** To be done **
Can you rewrite all the material below with "innermost point" changed to "central point" everywhere and nothing else altered, leaving the pictures out?

******************************

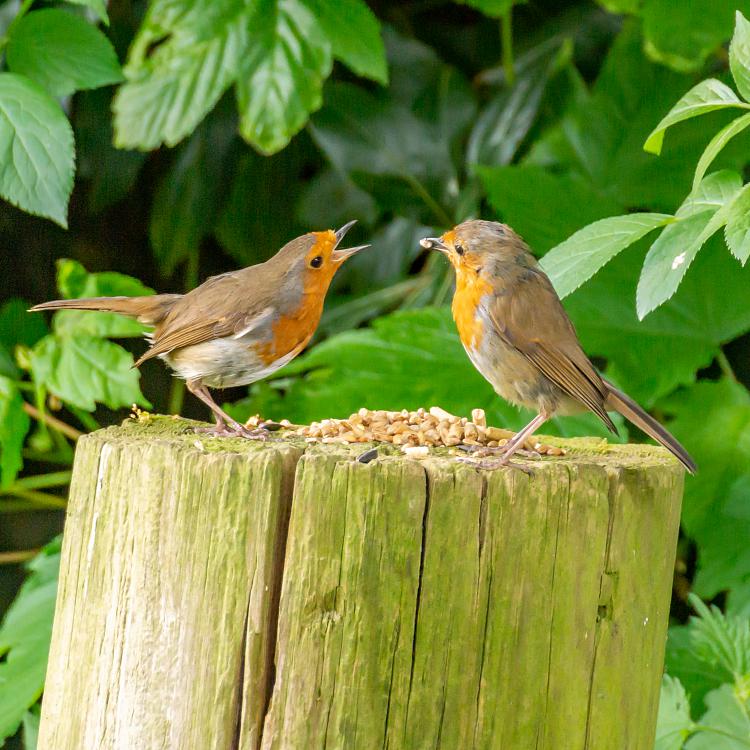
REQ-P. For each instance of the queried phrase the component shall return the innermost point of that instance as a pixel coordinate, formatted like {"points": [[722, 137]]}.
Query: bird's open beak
{"points": [[340, 255], [434, 243]]}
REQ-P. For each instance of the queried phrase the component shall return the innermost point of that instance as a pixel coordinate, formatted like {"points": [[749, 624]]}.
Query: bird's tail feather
{"points": [[622, 403], [150, 310]]}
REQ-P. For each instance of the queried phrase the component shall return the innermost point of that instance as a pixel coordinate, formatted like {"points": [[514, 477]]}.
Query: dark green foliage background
{"points": [[546, 135]]}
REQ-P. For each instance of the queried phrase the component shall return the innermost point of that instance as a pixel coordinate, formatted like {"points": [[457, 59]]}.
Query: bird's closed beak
{"points": [[434, 243], [340, 255]]}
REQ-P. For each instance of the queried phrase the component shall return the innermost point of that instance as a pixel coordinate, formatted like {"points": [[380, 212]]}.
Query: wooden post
{"points": [[221, 594]]}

******************************

** Written solution **
REQ-P. For each instance of the queried phrase the component shall return the central point of that instance as a pixel coordinate, formatted like {"points": [[722, 137]]}.
Query: bird's open beak
{"points": [[340, 255], [434, 243]]}
REQ-P. For each instance of the queried phrase the component shall return the central point of that instance as a pixel coordinate, formatted like {"points": [[749, 624]]}.
Query: bird's tail feather
{"points": [[622, 403], [150, 310]]}
REQ-P. For each instance of the queried phrase the component shall return the central point of that instance as a pixel coordinate, formatted like {"points": [[514, 477]]}.
Query: dark green foliage background
{"points": [[546, 135]]}
REQ-P. For each instance of the queried phrase the component shall return the central point of that instance as a pixel coordinate, formatted like {"points": [[457, 59]]}.
Query: bird's closed beak
{"points": [[434, 243], [340, 255]]}
REQ-P. For each instance of the queried phrase the component shall return the central point of that instance as a pixel coordinate, formatted like {"points": [[380, 212]]}.
Query: wooden post
{"points": [[221, 594]]}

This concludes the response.